*SUPPLIED DATA:*
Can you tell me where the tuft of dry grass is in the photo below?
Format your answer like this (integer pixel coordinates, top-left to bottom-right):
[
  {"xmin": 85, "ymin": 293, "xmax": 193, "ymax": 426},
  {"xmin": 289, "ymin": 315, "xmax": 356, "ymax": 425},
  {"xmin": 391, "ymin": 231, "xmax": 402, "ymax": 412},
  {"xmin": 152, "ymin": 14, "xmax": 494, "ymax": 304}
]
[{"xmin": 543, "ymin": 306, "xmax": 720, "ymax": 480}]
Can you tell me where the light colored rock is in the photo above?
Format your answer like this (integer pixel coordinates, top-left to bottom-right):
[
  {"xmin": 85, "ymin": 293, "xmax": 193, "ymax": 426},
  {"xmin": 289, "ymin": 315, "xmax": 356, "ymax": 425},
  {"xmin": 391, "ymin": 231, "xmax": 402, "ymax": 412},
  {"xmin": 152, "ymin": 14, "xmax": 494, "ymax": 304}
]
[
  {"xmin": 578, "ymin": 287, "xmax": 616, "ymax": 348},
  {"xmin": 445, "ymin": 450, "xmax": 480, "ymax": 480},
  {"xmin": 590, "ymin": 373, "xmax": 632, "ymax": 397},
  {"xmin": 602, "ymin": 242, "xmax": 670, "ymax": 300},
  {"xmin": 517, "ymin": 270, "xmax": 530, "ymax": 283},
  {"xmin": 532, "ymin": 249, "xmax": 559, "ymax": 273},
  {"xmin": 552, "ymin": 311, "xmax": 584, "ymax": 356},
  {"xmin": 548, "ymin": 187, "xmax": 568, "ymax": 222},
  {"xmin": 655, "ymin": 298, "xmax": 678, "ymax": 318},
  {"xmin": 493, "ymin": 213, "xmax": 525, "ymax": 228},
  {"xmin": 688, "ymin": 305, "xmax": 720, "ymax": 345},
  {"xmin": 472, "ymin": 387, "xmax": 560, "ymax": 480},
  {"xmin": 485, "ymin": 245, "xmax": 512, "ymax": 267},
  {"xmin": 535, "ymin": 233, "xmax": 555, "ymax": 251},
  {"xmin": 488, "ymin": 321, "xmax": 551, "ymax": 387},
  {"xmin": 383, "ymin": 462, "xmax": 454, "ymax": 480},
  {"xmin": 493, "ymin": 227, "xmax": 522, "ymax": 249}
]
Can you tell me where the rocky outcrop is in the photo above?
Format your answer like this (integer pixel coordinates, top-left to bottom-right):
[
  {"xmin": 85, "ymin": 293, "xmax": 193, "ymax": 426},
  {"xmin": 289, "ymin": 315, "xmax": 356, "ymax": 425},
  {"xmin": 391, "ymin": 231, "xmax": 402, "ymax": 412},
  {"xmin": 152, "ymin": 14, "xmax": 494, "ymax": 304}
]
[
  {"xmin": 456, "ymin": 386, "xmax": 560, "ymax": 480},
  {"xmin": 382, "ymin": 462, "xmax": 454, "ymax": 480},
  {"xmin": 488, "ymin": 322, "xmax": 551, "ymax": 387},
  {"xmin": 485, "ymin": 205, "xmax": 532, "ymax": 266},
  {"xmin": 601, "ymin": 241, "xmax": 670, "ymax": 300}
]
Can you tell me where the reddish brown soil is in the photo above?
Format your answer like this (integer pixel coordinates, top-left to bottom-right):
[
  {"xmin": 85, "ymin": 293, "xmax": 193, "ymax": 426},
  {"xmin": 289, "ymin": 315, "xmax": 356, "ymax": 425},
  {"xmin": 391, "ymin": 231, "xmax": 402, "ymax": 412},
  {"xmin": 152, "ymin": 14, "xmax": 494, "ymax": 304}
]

*THE PROBLEM:*
Reproduce all of the material above verbatim, line for line, without altering any character.

*IN RESPONSE:*
Can you tell me where the tuft of dry grass is in the photo below?
Format your answer like this (integer pixel coordinates, top-left to bottom-right):
[
  {"xmin": 85, "ymin": 293, "xmax": 193, "ymax": 426},
  {"xmin": 289, "ymin": 315, "xmax": 356, "ymax": 425},
  {"xmin": 391, "ymin": 231, "xmax": 402, "ymax": 412},
  {"xmin": 152, "ymin": 14, "xmax": 494, "ymax": 304}
]
[{"xmin": 543, "ymin": 306, "xmax": 720, "ymax": 480}]
Can you tell me where the light colored rock is in the photo above?
Format your answer like this (integer pixel coordinates, top-left to bottom-right):
[
  {"xmin": 85, "ymin": 293, "xmax": 193, "ymax": 426},
  {"xmin": 289, "ymin": 315, "xmax": 356, "ymax": 425},
  {"xmin": 391, "ymin": 231, "xmax": 402, "ymax": 412},
  {"xmin": 152, "ymin": 14, "xmax": 494, "ymax": 304}
]
[
  {"xmin": 578, "ymin": 287, "xmax": 616, "ymax": 348},
  {"xmin": 445, "ymin": 450, "xmax": 480, "ymax": 480},
  {"xmin": 590, "ymin": 373, "xmax": 632, "ymax": 397},
  {"xmin": 602, "ymin": 242, "xmax": 670, "ymax": 300},
  {"xmin": 517, "ymin": 270, "xmax": 530, "ymax": 283},
  {"xmin": 532, "ymin": 249, "xmax": 559, "ymax": 273},
  {"xmin": 552, "ymin": 311, "xmax": 584, "ymax": 356},
  {"xmin": 548, "ymin": 187, "xmax": 568, "ymax": 222},
  {"xmin": 655, "ymin": 298, "xmax": 678, "ymax": 318},
  {"xmin": 493, "ymin": 213, "xmax": 525, "ymax": 228},
  {"xmin": 688, "ymin": 305, "xmax": 720, "ymax": 345},
  {"xmin": 472, "ymin": 387, "xmax": 560, "ymax": 480},
  {"xmin": 485, "ymin": 245, "xmax": 512, "ymax": 267},
  {"xmin": 535, "ymin": 233, "xmax": 555, "ymax": 251},
  {"xmin": 488, "ymin": 321, "xmax": 551, "ymax": 387},
  {"xmin": 383, "ymin": 462, "xmax": 454, "ymax": 480},
  {"xmin": 493, "ymin": 227, "xmax": 522, "ymax": 249}
]
Can you tell me where the rocky outcrop is in the photo above?
Format your answer like this (integer pixel coordinates, top-left to bottom-right):
[
  {"xmin": 85, "ymin": 293, "xmax": 193, "ymax": 426},
  {"xmin": 289, "ymin": 315, "xmax": 356, "ymax": 425},
  {"xmin": 391, "ymin": 231, "xmax": 402, "ymax": 412},
  {"xmin": 152, "ymin": 14, "xmax": 494, "ymax": 304}
]
[
  {"xmin": 456, "ymin": 386, "xmax": 560, "ymax": 480},
  {"xmin": 382, "ymin": 462, "xmax": 454, "ymax": 480},
  {"xmin": 488, "ymin": 322, "xmax": 551, "ymax": 387},
  {"xmin": 485, "ymin": 205, "xmax": 532, "ymax": 266},
  {"xmin": 601, "ymin": 241, "xmax": 670, "ymax": 300}
]
Can you tell me where the reddish brown soil is in the photo above?
Format your answer like this (integer pixel coordinates, top-left to bottom-right):
[
  {"xmin": 85, "ymin": 293, "xmax": 193, "ymax": 426},
  {"xmin": 289, "ymin": 315, "xmax": 356, "ymax": 425},
  {"xmin": 391, "ymin": 231, "xmax": 402, "ymax": 412},
  {"xmin": 152, "ymin": 14, "xmax": 494, "ymax": 304}
]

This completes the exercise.